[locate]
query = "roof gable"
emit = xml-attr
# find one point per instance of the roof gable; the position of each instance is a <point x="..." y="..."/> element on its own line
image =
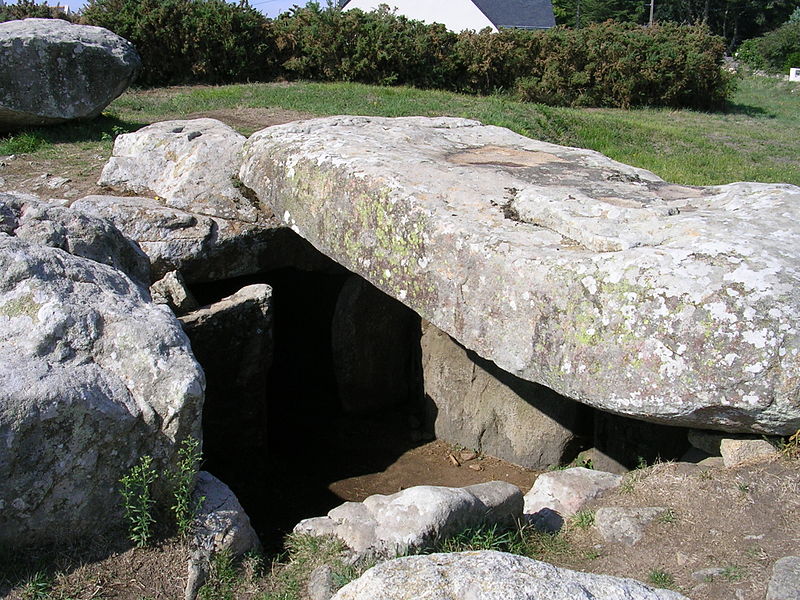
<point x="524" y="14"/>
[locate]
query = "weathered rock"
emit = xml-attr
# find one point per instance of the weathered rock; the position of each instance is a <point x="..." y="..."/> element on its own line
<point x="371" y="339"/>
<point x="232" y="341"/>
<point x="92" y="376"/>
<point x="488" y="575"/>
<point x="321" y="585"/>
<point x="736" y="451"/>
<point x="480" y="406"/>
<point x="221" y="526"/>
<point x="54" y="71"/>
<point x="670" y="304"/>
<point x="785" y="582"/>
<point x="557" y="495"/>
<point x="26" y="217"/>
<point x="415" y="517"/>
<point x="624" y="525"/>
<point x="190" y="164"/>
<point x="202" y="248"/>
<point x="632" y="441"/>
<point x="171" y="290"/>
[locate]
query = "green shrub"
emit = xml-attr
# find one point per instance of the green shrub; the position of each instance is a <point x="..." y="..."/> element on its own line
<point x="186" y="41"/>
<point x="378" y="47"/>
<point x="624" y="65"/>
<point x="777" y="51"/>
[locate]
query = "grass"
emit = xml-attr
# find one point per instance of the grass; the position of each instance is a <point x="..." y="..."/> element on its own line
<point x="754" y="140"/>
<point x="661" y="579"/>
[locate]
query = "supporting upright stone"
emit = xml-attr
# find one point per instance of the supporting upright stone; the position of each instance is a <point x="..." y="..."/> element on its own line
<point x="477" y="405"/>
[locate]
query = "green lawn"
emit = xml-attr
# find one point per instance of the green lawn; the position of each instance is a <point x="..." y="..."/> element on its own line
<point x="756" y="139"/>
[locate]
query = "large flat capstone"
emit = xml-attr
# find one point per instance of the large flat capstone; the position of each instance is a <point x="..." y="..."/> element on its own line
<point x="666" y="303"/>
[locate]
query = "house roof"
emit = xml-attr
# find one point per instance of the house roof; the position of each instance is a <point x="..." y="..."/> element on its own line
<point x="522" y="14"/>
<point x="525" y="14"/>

____________

The exercise:
Copy out the records above in full, exactly as written, but not the pictures.

Correct answer:
[locate]
query = "roof gable"
emit = xml-attr
# find one point per instance of the roof gable; the position of each instance is a <point x="..." y="..."/> element on its own line
image =
<point x="524" y="14"/>
[locate]
query = "weathered rock"
emit = xml-attr
# find one point per instance of the weathered rock; the position of each instance is a <point x="..." y="..."/> element on its own line
<point x="371" y="339"/>
<point x="232" y="341"/>
<point x="92" y="376"/>
<point x="488" y="575"/>
<point x="321" y="585"/>
<point x="736" y="451"/>
<point x="480" y="406"/>
<point x="221" y="526"/>
<point x="54" y="71"/>
<point x="670" y="304"/>
<point x="785" y="582"/>
<point x="557" y="495"/>
<point x="26" y="217"/>
<point x="415" y="517"/>
<point x="624" y="525"/>
<point x="190" y="164"/>
<point x="202" y="248"/>
<point x="632" y="441"/>
<point x="171" y="290"/>
[locate]
query = "green shrub"
emit = xml-attr
# find one point per instance of the green shrub; the position of each instance is a <point x="..." y="..."/> element on its own line
<point x="186" y="41"/>
<point x="378" y="47"/>
<point x="624" y="65"/>
<point x="777" y="51"/>
[locate]
query = "grass"
emit = xml-attr
# find one point per instance of the grass; the position of each instance is a <point x="..." y="..."/> element on its own line
<point x="754" y="140"/>
<point x="661" y="579"/>
[locate]
query = "supporting upright stone"
emit = xml-attr
# find one point per instance of the supporting upright stone; the position of each instance is a <point x="..." y="..."/> element on its own line
<point x="477" y="405"/>
[locate]
query = "green lawn"
emit = xml-attr
# find one point per instance of the green lawn; the position of each instance is a <point x="..." y="..."/> element on its own line
<point x="756" y="139"/>
[locate]
query = "large flat capstone"
emit = xml-attr
# find one point per instance of the large flat capstone; the position of each instance is a <point x="..." y="..."/> element on its own line
<point x="666" y="303"/>
[locate]
query = "house roof"
emit = xml-attr
# find one point per instance of the house roof; the position of each instance is a <point x="..." y="..."/> element on its own line
<point x="522" y="14"/>
<point x="525" y="14"/>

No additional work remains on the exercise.